Directions for this task: Report each line in the rows below that contains the word "mask", copying every such line in full.

*****

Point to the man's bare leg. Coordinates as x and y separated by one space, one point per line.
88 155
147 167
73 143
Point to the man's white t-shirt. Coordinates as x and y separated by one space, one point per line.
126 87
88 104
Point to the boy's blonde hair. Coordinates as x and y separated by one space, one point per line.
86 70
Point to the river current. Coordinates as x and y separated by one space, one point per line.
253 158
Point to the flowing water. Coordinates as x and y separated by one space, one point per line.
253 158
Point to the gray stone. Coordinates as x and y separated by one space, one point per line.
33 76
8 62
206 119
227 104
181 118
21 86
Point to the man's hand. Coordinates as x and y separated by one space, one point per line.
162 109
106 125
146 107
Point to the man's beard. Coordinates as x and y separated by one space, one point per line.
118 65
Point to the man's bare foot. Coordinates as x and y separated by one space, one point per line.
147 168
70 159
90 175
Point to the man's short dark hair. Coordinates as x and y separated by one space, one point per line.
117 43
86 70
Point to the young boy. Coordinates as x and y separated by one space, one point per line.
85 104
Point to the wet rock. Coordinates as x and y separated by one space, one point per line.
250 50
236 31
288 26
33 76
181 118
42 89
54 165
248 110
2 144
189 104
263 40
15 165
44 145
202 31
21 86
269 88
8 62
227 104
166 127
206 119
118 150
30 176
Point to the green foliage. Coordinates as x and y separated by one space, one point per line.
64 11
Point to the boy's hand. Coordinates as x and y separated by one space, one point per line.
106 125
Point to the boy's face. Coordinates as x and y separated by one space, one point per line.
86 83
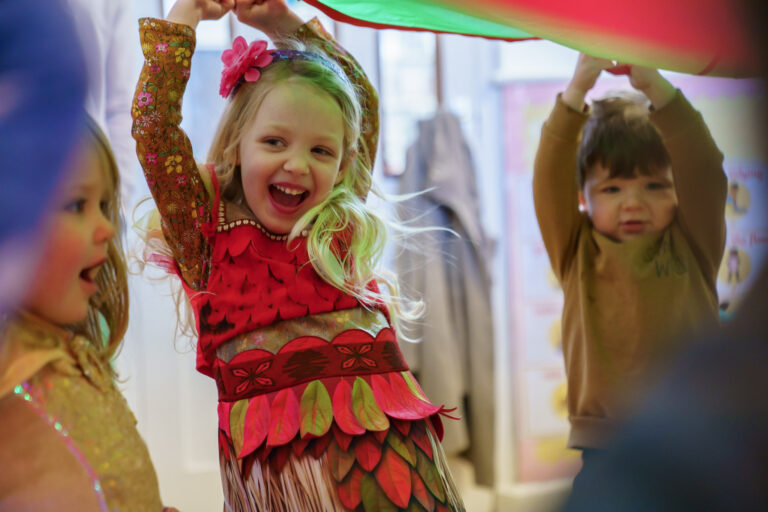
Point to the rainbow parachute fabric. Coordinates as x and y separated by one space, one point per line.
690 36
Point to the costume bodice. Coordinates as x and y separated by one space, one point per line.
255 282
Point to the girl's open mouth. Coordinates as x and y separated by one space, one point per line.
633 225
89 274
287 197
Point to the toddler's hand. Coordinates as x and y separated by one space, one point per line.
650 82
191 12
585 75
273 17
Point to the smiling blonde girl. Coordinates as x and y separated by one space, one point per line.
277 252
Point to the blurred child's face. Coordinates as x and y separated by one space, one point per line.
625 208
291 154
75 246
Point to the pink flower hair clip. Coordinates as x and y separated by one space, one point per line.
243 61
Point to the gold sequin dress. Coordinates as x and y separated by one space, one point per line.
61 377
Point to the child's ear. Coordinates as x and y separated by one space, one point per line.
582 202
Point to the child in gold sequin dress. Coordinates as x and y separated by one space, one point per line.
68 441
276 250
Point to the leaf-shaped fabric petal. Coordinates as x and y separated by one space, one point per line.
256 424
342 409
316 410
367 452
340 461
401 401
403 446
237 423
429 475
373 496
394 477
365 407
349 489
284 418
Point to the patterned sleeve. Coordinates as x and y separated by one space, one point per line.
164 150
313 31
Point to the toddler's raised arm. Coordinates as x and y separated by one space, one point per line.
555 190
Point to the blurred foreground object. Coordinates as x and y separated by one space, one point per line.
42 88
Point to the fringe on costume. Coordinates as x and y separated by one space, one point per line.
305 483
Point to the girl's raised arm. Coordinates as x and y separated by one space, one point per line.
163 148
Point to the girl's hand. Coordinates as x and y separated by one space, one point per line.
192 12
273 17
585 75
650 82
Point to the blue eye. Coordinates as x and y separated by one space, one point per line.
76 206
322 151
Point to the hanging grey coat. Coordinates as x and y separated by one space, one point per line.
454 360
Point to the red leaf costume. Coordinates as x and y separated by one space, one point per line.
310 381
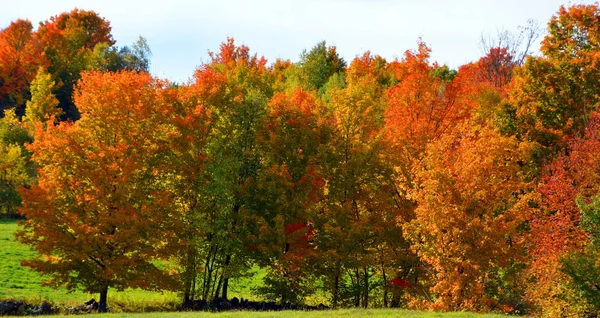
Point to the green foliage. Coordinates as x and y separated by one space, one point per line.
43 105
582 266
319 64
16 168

*****

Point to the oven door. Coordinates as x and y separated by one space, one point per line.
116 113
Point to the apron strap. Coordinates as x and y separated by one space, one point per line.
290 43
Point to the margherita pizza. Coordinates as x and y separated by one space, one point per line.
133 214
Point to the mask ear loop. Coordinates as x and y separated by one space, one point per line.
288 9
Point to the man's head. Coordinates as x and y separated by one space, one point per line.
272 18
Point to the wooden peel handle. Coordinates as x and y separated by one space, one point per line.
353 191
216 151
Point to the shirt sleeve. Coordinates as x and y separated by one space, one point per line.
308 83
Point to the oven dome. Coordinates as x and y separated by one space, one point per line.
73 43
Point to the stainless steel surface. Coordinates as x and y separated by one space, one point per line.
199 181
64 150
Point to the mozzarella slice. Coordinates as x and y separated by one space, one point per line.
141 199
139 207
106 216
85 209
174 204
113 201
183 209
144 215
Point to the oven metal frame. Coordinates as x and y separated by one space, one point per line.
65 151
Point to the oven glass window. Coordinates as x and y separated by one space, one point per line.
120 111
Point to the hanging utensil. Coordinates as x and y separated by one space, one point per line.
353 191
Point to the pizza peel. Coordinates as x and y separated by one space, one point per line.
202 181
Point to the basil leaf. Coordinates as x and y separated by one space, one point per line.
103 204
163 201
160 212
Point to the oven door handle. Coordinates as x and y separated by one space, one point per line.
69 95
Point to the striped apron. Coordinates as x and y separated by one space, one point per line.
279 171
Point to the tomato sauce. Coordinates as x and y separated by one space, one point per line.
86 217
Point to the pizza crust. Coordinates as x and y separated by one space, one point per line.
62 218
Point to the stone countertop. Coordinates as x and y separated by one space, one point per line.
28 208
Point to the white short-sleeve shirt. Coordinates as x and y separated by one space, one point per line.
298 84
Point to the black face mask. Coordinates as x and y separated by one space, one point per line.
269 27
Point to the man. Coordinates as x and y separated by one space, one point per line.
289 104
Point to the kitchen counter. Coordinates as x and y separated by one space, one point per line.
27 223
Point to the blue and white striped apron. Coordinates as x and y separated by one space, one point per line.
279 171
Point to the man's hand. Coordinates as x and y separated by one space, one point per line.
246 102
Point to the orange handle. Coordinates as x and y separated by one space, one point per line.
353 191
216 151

*****

Response below:
Point to the mask ear loop. Coordinates as x and y separated by one space, one point per line.
Point to the black face mask. Coordinates as x and y separated by one space, one point per line.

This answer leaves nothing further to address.